Market Equilibrium
point where the supply curve of a good or service crosses the demand curve, at the price where the quantity demanded equals the quantity supplied
Equilibrium Price
market-clearing price, the price at which the quantity demanded of a good is equal to the quantity supplied
Surplus
Excess supply
When quantity demanded of a good is less than the quantity supplied; occurs when the price in the market is above the equilibrium price.
Shortage
Excess Demand
When the quantity demanded of a good is more than the quantity supplied; occurs when the price in the market is below the equilibrium price
Price mechanism
way in which price changes affect quantity demanded and quantity supplied, thus determining resource allocation in a market.
Functions of price mechanism
Signalling (WHAT) - Rising prices signal to consumers to consume less and producers to produce more
Incentive (HOW) - Rising prices motivate rational producers and consumers to reallocate resources away (consumers) and towards (producers)

* _WHAT YOU NEED TO DO_
[1] Summarize the market equilibrium glossary in two sentences.
[2] According to the market equilibrium glossary, when does a shortage occur?
[3] Reproduce the market equilibrium glossary between "Market Equilibrium" and "the equilibrium price.", inclusive.

* _ITEMS_
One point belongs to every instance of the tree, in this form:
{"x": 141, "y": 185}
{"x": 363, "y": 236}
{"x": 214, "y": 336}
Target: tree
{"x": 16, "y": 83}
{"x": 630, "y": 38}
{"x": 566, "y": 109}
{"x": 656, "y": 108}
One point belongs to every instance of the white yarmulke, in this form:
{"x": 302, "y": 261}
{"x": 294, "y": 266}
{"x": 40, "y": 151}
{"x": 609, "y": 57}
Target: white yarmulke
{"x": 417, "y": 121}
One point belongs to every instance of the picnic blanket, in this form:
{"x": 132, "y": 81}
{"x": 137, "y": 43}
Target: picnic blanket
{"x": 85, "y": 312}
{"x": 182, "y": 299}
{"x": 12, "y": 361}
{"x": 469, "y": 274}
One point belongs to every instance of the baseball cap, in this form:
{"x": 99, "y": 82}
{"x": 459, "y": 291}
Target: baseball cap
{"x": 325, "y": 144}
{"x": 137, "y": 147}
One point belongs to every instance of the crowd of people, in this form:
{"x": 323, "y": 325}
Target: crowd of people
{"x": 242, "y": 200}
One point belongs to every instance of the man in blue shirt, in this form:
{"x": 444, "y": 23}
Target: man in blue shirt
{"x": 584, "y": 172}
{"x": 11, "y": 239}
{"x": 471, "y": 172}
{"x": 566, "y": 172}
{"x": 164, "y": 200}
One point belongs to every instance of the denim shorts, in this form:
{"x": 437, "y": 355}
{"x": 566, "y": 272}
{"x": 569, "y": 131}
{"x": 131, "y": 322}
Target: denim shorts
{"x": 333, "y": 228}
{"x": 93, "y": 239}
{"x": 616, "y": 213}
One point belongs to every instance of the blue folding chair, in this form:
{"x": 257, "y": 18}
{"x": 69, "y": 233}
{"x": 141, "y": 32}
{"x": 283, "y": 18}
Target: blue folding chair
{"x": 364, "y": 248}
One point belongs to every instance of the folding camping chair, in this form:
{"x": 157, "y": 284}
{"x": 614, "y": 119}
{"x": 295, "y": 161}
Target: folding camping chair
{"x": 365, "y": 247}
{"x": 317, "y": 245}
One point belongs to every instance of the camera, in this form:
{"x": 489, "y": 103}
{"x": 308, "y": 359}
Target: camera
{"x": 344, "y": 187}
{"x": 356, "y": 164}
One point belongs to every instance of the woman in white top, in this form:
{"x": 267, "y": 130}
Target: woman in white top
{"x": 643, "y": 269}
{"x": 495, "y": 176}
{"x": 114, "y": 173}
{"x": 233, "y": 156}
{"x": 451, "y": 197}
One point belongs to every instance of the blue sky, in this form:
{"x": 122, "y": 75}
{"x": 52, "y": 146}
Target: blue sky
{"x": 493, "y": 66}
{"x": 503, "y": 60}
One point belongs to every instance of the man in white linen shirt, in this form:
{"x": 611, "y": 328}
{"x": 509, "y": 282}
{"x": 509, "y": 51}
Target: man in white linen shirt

* _THE RESULTS_
[1] Market equilibrium is the point where the supply and demand curves cross, at the equilibrium price where quantity demanded equals quantity supplied. A surplus occurs when the market price is above that price and a shortage when it is below, and the price mechanism, which works through signalling and incentive, determines resource allocation through its effect on quantities demanded and supplied.

[2] A shortage occurs when the price in the market is below the equilibrium price.

[3]
Market Equilibrium
point where the supply curve of a good or service crosses the demand curve, at the price where the quantity demanded equals the quantity supplied
Equilibrium Price
market-clearing price, the price at which the quantity demanded of a good is equal to the quantity supplied
Surplus
Excess supply
When quantity demanded of a good is less than the quantity supplied; occurs when the price in the market is above the equilibrium price.